··· Data records

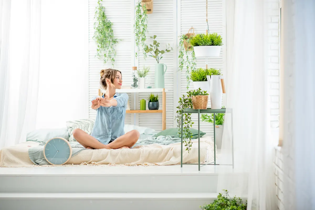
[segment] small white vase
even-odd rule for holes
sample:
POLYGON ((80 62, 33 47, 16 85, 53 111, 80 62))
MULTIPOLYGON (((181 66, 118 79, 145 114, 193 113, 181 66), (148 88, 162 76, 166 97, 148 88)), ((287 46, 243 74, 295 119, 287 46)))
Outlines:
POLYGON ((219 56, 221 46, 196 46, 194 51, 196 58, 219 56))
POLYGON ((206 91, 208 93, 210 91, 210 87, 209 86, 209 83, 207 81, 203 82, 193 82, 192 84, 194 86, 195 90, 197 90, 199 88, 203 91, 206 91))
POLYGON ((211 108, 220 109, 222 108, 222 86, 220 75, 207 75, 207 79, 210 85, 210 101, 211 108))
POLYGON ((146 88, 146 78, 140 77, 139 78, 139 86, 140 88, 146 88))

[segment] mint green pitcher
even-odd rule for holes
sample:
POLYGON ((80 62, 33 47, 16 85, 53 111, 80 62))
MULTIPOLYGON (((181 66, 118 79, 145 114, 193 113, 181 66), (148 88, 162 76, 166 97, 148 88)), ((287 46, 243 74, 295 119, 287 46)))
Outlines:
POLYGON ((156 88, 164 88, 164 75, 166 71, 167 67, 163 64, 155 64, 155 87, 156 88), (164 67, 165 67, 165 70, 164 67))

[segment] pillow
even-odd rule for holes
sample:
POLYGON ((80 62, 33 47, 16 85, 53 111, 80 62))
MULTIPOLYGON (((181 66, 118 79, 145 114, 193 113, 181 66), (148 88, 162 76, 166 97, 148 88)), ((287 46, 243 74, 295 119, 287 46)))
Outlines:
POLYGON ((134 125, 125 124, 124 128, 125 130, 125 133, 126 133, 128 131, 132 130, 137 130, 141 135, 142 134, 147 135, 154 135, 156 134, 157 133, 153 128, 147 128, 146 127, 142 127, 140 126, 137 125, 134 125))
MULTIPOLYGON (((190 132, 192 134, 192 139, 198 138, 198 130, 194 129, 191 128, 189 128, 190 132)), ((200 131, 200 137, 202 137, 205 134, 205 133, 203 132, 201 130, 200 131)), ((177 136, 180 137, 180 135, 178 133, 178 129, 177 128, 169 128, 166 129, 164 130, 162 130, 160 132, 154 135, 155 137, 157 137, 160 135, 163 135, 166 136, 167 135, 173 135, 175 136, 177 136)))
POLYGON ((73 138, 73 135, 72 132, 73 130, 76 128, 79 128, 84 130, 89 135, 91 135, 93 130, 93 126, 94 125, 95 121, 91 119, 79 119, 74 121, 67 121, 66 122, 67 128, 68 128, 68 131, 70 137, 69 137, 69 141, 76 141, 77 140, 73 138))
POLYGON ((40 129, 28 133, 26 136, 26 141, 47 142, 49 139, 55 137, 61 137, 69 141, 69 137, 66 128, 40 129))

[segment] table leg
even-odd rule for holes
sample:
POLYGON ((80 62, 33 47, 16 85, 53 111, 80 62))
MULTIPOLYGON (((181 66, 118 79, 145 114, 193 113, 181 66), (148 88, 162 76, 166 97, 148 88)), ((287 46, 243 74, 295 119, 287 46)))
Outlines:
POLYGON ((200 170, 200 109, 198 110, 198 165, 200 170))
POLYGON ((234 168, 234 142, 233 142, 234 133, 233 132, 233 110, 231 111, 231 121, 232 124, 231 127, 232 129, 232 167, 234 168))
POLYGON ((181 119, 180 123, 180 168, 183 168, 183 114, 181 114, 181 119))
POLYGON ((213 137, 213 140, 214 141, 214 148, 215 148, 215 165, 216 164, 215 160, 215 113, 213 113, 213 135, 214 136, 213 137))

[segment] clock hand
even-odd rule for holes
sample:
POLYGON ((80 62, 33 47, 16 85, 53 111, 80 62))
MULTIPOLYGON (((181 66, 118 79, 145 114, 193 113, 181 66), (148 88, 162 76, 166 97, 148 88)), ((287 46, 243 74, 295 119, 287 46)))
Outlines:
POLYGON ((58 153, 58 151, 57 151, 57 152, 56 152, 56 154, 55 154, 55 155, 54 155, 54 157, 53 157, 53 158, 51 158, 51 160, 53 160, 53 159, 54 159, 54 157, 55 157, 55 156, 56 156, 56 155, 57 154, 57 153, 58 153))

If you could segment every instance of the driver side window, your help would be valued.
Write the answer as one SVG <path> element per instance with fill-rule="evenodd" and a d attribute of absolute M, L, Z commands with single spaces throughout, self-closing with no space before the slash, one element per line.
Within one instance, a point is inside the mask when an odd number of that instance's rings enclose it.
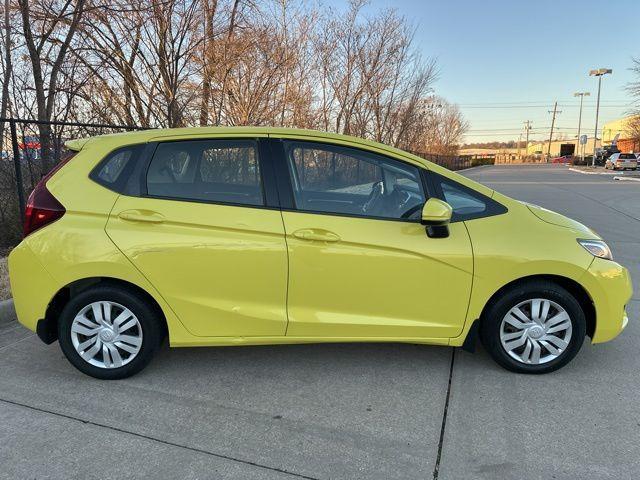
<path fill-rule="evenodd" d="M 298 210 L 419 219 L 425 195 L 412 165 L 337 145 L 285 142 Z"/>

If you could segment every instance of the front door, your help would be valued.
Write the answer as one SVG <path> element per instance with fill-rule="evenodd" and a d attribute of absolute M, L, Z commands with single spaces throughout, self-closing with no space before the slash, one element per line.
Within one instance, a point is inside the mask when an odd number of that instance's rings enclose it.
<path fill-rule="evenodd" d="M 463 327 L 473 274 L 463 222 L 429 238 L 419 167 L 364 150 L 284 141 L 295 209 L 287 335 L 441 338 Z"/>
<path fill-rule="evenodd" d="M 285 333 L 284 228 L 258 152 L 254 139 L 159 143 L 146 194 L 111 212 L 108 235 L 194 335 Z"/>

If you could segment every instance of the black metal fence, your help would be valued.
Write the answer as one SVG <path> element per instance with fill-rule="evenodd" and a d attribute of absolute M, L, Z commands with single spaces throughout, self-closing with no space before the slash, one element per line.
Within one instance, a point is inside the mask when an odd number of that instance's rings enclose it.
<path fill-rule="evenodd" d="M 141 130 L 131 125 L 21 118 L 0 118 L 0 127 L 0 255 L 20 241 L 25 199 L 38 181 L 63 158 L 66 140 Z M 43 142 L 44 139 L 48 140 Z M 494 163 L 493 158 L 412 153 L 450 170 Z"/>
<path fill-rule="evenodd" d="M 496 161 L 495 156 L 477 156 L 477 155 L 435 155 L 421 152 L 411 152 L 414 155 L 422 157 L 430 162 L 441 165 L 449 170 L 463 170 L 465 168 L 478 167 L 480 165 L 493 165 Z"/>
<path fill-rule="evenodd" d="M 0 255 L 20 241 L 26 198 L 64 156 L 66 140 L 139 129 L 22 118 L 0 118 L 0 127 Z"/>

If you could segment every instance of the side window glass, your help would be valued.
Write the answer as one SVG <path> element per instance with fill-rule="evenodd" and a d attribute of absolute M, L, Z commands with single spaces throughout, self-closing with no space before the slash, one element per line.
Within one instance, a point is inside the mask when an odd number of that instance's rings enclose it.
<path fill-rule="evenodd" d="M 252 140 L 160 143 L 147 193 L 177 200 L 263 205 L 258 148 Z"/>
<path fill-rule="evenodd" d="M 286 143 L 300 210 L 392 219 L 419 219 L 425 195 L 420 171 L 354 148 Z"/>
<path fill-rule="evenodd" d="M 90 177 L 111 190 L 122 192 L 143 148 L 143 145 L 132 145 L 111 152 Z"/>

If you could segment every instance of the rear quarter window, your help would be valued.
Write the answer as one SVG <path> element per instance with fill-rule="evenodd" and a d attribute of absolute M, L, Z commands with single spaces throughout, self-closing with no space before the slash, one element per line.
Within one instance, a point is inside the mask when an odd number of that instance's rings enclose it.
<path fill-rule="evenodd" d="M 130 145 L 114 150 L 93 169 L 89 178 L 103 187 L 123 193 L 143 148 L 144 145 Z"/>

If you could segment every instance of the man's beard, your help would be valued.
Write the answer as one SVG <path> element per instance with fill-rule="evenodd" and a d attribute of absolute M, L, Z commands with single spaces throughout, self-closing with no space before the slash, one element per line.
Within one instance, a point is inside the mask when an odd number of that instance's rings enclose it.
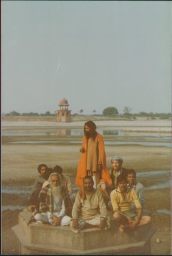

······

=== Task objective ===
Copy the records verbatim, starting at the line that contains "[segment] mint green pitcher" and stopping after the line that contains "POLYGON ((213 137, 213".

=== Solution below ===
[segment] mint green pitcher
even-odd rule for holes
sample:
POLYGON ((80 62, 33 47, 16 85, 53 111, 80 62))
MULTIPOLYGON (((181 66, 118 79, 145 114, 193 113, 181 66), (148 88, 162 76, 166 97, 148 88)), ((287 46, 243 74, 295 119, 287 46)))
Outlines:
POLYGON ((156 88, 164 88, 164 75, 166 71, 167 67, 163 64, 155 64, 155 87, 156 88), (164 67, 165 67, 165 70, 164 67))

[segment] pillow
even-odd rule for holes
sample:
POLYGON ((80 62, 33 47, 16 85, 53 111, 80 62))
MULTIPOLYGON (((181 66, 118 79, 145 114, 193 113, 181 66), (148 88, 162 76, 166 97, 148 88)), ((287 46, 243 74, 295 119, 287 46)))
Outlines:
POLYGON ((134 125, 125 124, 124 128, 125 130, 125 133, 126 133, 128 131, 132 130, 137 130, 141 135, 142 134, 147 135, 154 135, 156 134, 157 133, 153 128, 147 128, 146 127, 142 127, 140 126, 137 125, 134 125))
MULTIPOLYGON (((190 132, 192 134, 192 139, 198 138, 198 130, 194 129, 191 128, 189 128, 190 132)), ((200 131, 200 137, 202 137, 205 134, 205 133, 203 132, 201 130, 200 131)), ((177 136, 180 137, 180 135, 178 133, 178 129, 177 128, 169 128, 166 129, 164 130, 162 130, 160 132, 154 135, 155 137, 157 137, 160 135, 163 135, 166 136, 167 135, 173 135, 175 136, 177 136)))
POLYGON ((73 138, 73 135, 72 132, 73 130, 76 128, 79 128, 84 130, 89 135, 91 135, 93 130, 93 126, 94 125, 95 121, 91 119, 79 119, 74 121, 67 121, 66 122, 67 128, 68 128, 68 131, 70 137, 69 137, 69 141, 76 141, 77 140, 73 138))
POLYGON ((40 129, 28 133, 26 136, 26 141, 47 142, 49 139, 55 137, 61 137, 69 141, 69 137, 66 128, 40 129))

[segment] table leg
even-odd rule for holes
sample:
POLYGON ((80 62, 33 47, 16 85, 53 111, 80 62))
MULTIPOLYGON (((181 66, 118 79, 145 114, 193 113, 181 66), (148 88, 162 76, 166 97, 148 88)), ((287 46, 243 74, 295 119, 287 46)))
Outlines:
POLYGON ((200 170, 200 109, 198 110, 198 165, 200 170))
POLYGON ((234 168, 234 142, 233 142, 234 133, 233 132, 233 110, 231 111, 231 121, 232 124, 231 127, 232 129, 232 167, 234 168))
POLYGON ((181 119, 180 123, 180 168, 183 168, 183 114, 181 114, 181 119))
POLYGON ((213 137, 213 140, 214 141, 214 148, 215 148, 215 165, 216 164, 215 160, 215 113, 213 113, 213 135, 214 136, 213 137))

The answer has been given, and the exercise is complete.